■ **The problem**: Can you write out the rows from the line with "In the photo above, where can the rooftop" to the line with "point(249, 26)", switching "rooftop antenna" to "chimney" and leaving all else unchanged?

--- Begin Supplied material ---

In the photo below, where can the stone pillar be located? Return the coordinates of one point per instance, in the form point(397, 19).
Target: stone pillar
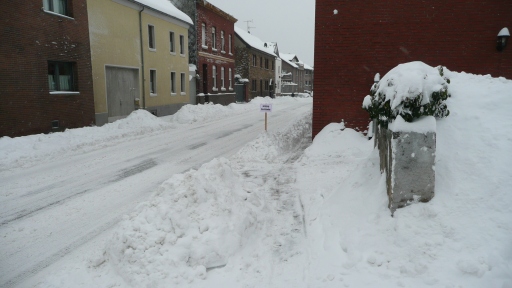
point(409, 161)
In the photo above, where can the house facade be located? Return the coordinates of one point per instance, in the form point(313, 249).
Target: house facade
point(46, 79)
point(255, 61)
point(458, 34)
point(276, 83)
point(215, 54)
point(294, 75)
point(140, 60)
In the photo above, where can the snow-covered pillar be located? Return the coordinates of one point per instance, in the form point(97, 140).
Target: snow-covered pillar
point(410, 167)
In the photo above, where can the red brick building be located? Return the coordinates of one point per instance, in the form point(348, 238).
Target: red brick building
point(354, 40)
point(215, 53)
point(46, 80)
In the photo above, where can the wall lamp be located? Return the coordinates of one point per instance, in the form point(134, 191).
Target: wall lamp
point(501, 41)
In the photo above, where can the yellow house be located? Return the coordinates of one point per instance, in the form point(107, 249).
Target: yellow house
point(139, 57)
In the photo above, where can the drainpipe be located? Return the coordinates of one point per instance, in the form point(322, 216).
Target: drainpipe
point(142, 60)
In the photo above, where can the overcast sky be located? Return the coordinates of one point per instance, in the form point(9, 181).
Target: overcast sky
point(290, 23)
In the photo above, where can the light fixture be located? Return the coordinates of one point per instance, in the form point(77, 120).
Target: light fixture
point(501, 41)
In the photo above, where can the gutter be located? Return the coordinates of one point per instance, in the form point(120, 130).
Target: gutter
point(142, 60)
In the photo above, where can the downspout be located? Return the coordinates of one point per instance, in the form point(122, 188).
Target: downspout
point(142, 60)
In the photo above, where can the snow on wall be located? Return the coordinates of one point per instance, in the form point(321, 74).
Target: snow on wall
point(166, 7)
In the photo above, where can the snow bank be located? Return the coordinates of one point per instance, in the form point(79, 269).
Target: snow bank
point(194, 222)
point(22, 151)
point(197, 220)
point(408, 80)
point(461, 238)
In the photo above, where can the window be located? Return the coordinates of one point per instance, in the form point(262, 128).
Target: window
point(230, 44)
point(173, 83)
point(151, 35)
point(152, 81)
point(57, 6)
point(171, 42)
point(182, 45)
point(222, 77)
point(182, 83)
point(61, 76)
point(230, 77)
point(222, 45)
point(203, 35)
point(214, 75)
point(214, 40)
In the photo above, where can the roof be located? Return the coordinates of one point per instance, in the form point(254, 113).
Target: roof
point(217, 10)
point(306, 66)
point(166, 7)
point(254, 41)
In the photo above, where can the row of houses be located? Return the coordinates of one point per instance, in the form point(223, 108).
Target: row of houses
point(75, 63)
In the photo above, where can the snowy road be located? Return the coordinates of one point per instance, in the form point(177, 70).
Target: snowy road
point(61, 202)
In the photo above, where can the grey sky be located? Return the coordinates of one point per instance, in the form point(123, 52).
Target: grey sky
point(290, 23)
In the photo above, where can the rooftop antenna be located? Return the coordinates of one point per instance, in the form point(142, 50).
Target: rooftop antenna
point(249, 26)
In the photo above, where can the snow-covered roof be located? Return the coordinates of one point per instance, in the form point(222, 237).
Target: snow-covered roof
point(306, 66)
point(166, 7)
point(254, 41)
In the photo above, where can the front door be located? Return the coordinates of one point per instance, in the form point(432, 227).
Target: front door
point(122, 89)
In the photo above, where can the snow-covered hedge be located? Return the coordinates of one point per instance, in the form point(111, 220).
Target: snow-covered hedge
point(411, 90)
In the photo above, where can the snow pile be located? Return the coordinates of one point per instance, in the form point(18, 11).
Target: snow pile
point(410, 90)
point(207, 112)
point(423, 125)
point(22, 151)
point(167, 8)
point(198, 220)
point(461, 238)
point(194, 222)
point(408, 80)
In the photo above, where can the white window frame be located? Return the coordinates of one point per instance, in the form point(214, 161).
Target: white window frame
point(230, 79)
point(222, 78)
point(52, 6)
point(182, 84)
point(172, 43)
point(173, 83)
point(214, 75)
point(152, 82)
point(182, 45)
point(203, 35)
point(222, 42)
point(230, 53)
point(151, 37)
point(214, 39)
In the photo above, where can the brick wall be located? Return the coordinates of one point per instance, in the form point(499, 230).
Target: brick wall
point(259, 72)
point(213, 17)
point(30, 38)
point(368, 37)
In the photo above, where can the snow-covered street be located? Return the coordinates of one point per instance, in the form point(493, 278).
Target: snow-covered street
point(120, 206)
point(62, 190)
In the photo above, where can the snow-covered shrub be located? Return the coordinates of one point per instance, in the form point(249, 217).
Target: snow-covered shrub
point(411, 90)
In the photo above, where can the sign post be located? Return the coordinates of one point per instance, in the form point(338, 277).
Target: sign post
point(266, 108)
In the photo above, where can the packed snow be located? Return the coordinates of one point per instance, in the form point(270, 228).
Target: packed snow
point(284, 212)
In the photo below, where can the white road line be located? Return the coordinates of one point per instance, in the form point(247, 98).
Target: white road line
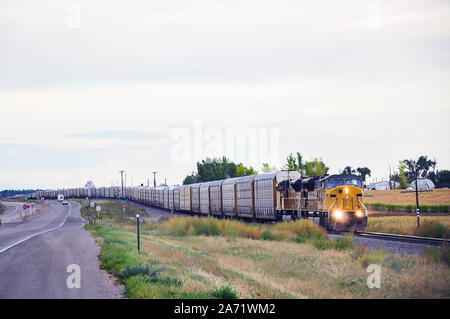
point(43, 232)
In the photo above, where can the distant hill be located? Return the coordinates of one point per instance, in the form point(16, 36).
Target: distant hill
point(12, 192)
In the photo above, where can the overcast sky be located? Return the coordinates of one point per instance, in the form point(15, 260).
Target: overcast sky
point(91, 87)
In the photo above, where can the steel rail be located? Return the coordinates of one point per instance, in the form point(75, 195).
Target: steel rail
point(404, 238)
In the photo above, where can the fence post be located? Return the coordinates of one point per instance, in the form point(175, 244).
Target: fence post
point(137, 221)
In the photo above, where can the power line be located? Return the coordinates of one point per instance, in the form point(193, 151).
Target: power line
point(121, 178)
point(154, 179)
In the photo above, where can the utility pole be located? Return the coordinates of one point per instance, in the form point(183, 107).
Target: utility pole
point(121, 178)
point(417, 202)
point(390, 177)
point(154, 179)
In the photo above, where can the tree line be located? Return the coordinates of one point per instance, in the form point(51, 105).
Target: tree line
point(212, 169)
point(409, 170)
point(13, 192)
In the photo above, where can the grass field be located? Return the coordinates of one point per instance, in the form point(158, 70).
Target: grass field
point(192, 258)
point(110, 209)
point(436, 197)
point(435, 202)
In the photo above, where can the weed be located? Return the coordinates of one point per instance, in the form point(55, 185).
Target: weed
point(225, 292)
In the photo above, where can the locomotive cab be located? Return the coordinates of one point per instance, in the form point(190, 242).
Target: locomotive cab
point(344, 200)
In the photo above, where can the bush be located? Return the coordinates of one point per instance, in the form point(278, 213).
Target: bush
point(266, 234)
point(433, 228)
point(206, 226)
point(397, 263)
point(224, 292)
point(344, 243)
point(130, 271)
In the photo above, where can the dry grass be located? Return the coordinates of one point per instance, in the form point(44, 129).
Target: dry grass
point(406, 225)
point(273, 269)
point(436, 197)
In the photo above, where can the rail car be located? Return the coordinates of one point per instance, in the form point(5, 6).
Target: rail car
point(335, 200)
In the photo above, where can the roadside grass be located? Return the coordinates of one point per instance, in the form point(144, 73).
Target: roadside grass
point(410, 208)
point(202, 258)
point(430, 226)
point(396, 197)
point(228, 267)
point(298, 231)
point(110, 209)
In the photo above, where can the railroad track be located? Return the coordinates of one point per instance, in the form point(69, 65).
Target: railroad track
point(405, 238)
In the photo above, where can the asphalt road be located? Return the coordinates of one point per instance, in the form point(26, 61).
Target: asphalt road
point(34, 258)
point(12, 214)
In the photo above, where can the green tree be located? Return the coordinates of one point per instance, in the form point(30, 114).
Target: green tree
point(402, 180)
point(266, 168)
point(291, 163)
point(440, 178)
point(241, 170)
point(316, 167)
point(419, 168)
point(348, 170)
point(363, 172)
point(211, 170)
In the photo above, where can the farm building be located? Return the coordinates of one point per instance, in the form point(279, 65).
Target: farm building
point(422, 183)
point(382, 186)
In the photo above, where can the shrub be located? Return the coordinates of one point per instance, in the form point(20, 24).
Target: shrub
point(206, 226)
point(224, 292)
point(397, 263)
point(130, 271)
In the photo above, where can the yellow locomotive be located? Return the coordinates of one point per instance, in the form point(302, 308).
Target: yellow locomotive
point(336, 199)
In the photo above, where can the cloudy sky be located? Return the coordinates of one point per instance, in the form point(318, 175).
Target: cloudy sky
point(91, 87)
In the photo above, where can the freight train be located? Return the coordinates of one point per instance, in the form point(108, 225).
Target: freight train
point(335, 200)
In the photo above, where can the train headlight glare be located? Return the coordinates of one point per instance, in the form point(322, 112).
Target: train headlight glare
point(337, 214)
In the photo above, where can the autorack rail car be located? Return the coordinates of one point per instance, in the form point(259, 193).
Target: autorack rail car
point(336, 200)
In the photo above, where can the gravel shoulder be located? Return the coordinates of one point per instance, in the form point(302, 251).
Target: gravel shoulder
point(37, 268)
point(395, 247)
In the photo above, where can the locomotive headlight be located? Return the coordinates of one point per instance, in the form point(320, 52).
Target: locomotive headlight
point(337, 214)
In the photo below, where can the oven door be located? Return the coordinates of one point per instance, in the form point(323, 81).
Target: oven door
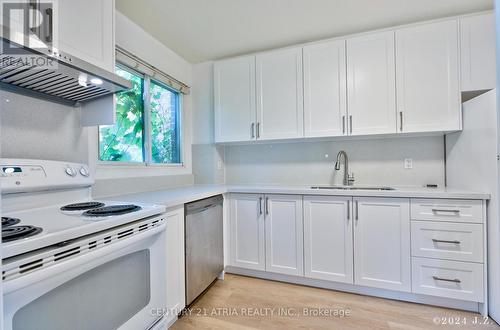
point(118, 286)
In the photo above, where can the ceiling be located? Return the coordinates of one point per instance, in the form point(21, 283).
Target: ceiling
point(201, 30)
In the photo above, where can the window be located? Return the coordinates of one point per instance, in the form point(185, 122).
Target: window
point(147, 128)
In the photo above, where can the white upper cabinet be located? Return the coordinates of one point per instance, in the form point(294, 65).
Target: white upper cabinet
point(247, 245)
point(382, 243)
point(371, 100)
point(328, 241)
point(325, 107)
point(86, 30)
point(427, 78)
point(477, 44)
point(280, 108)
point(234, 99)
point(284, 234)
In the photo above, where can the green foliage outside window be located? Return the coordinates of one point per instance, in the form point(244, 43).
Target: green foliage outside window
point(124, 141)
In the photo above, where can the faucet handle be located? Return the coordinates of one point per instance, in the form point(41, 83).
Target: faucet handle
point(350, 179)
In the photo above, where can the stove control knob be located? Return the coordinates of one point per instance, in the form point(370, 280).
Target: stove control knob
point(70, 171)
point(84, 171)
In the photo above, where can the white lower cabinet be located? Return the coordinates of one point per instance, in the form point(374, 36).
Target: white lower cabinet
point(176, 300)
point(266, 233)
point(451, 279)
point(328, 240)
point(284, 234)
point(382, 243)
point(364, 241)
point(247, 241)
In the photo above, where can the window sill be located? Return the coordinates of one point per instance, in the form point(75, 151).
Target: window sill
point(111, 170)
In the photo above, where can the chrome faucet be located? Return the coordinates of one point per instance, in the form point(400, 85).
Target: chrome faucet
point(348, 179)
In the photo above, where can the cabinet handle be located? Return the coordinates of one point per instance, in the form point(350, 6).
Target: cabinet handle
point(49, 14)
point(443, 210)
point(455, 280)
point(445, 241)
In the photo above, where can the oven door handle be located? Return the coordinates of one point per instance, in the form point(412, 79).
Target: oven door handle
point(75, 264)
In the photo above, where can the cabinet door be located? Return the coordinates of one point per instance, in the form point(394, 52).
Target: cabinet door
point(477, 49)
point(371, 87)
point(280, 108)
point(175, 262)
point(328, 238)
point(234, 99)
point(428, 78)
point(325, 107)
point(247, 231)
point(284, 234)
point(86, 30)
point(382, 243)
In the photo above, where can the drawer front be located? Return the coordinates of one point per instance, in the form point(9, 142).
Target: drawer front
point(450, 279)
point(446, 240)
point(447, 210)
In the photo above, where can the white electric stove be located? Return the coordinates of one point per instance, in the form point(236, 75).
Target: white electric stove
point(57, 242)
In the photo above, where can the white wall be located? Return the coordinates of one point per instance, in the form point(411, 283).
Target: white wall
point(374, 161)
point(208, 166)
point(31, 128)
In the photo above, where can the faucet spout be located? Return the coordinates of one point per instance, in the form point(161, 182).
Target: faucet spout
point(342, 155)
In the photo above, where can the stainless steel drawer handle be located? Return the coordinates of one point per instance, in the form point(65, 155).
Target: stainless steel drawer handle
point(444, 210)
point(445, 241)
point(455, 280)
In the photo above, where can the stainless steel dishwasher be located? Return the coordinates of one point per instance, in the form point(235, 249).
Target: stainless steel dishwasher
point(204, 247)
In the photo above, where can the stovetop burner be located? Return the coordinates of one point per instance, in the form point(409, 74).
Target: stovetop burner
point(8, 221)
point(82, 206)
point(13, 233)
point(111, 210)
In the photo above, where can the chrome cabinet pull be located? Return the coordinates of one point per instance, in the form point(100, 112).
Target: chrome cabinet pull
point(445, 241)
point(455, 280)
point(443, 210)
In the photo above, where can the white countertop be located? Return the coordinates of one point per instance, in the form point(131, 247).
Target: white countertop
point(178, 196)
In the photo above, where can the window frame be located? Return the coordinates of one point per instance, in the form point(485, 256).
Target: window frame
point(147, 139)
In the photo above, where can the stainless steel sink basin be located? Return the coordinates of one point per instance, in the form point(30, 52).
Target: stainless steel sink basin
point(352, 188)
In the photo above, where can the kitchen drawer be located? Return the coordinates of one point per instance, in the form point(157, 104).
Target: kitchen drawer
point(447, 210)
point(449, 279)
point(446, 240)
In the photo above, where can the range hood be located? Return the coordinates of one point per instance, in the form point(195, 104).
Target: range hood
point(68, 80)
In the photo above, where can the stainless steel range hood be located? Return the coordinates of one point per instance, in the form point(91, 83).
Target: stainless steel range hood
point(67, 80)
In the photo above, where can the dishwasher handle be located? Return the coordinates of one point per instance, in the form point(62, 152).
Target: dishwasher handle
point(203, 205)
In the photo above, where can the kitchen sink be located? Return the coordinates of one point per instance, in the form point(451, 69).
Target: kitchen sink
point(353, 188)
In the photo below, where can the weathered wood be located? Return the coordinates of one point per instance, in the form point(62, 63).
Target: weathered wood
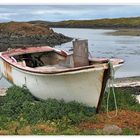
point(80, 53)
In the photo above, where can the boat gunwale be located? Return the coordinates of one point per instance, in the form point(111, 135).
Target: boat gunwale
point(6, 57)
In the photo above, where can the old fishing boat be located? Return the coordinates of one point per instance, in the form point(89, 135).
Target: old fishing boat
point(50, 73)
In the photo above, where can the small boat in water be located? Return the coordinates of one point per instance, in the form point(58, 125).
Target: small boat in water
point(51, 73)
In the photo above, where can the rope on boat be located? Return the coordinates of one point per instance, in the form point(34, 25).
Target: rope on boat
point(111, 87)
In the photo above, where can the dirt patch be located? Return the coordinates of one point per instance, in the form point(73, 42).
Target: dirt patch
point(124, 119)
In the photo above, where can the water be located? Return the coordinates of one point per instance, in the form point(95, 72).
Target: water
point(103, 45)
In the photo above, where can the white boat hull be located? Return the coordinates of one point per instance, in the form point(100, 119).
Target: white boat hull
point(83, 86)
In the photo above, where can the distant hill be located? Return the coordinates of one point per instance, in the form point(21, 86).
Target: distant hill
point(99, 23)
point(22, 34)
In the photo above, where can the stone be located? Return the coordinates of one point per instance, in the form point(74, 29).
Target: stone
point(112, 130)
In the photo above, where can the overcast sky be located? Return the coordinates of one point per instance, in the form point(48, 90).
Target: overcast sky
point(65, 12)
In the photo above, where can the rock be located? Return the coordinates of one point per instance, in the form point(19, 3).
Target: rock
point(112, 130)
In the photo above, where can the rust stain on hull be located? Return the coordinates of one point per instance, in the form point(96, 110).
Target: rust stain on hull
point(104, 82)
point(8, 71)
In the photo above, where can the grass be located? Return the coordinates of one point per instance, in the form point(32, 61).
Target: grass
point(22, 114)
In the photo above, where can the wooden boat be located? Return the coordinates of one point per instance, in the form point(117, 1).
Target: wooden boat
point(50, 73)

--- End Supplied material ---

■ **Solution for this task**:
In the photo above, where can the chimney be located? Return the coordinates of one point per instance, in the form point(142, 50).
Target: chimney
point(249, 26)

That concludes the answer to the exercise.